#### AIM OF THE TASK
Take each line of the records below that contains the string "return" and copy it.

#### DATA FOR REVIEW

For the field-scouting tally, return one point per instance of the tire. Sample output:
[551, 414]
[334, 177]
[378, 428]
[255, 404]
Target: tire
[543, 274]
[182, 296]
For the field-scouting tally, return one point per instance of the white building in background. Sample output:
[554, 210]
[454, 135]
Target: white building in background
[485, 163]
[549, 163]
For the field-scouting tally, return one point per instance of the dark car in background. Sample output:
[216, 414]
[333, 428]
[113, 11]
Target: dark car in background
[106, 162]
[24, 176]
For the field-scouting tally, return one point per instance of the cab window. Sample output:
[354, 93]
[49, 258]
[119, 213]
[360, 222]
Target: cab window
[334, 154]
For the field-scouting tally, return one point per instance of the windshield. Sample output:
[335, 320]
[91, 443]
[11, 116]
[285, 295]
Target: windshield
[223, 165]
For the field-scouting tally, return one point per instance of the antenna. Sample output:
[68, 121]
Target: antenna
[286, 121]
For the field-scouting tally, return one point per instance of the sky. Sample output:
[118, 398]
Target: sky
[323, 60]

* * *

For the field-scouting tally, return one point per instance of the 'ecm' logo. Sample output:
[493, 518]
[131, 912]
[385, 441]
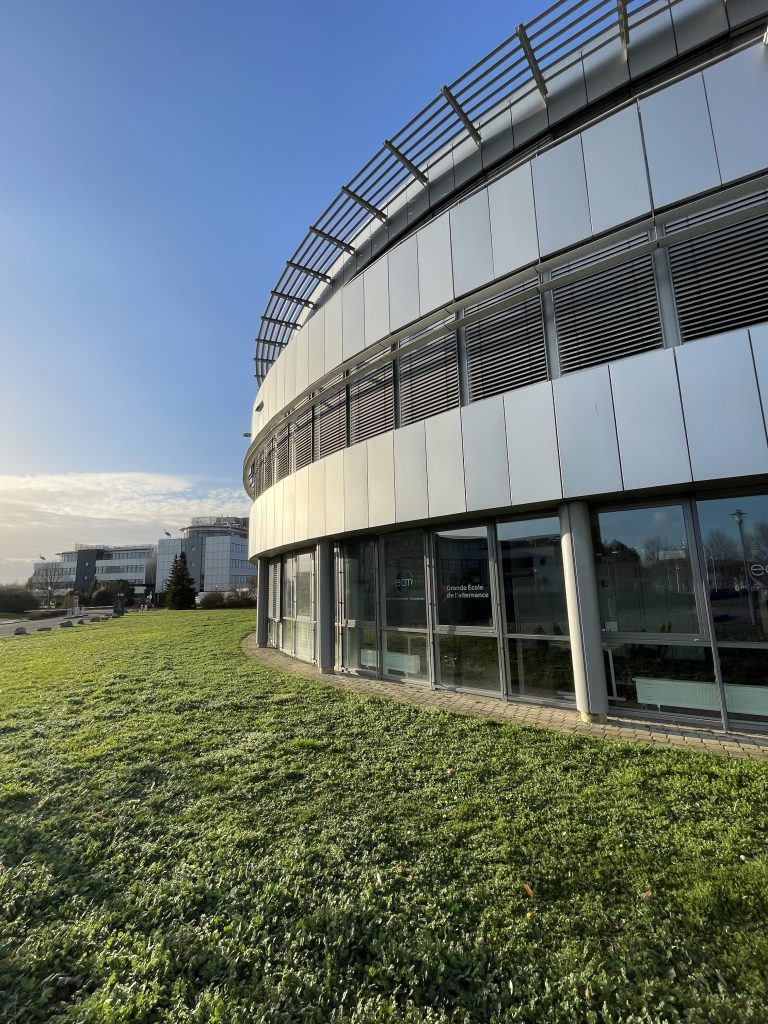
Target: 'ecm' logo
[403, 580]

#### RESPONSE AREA
For the field-scouting tally, return one point per instance of the tire. Sample output:
For the field-scouting tally, return one point per instance of the white building in background. Sample output:
For the field-scouting tally, return one point per instance of the dark car in background. Sample output:
For the field-scouting tally, return one point per instance of the cab window. Sample output:
For the field-scouting tally, return one point per instance of the windshield. Sample output:
For the field-scouting tally, return one point per instance of the antenna. Sample output:
For the field-scouting tally, return one point per instance of the sky. Sample output:
For the field-scouting tally, return one point per instance of the 'ecm' logo. Sample output:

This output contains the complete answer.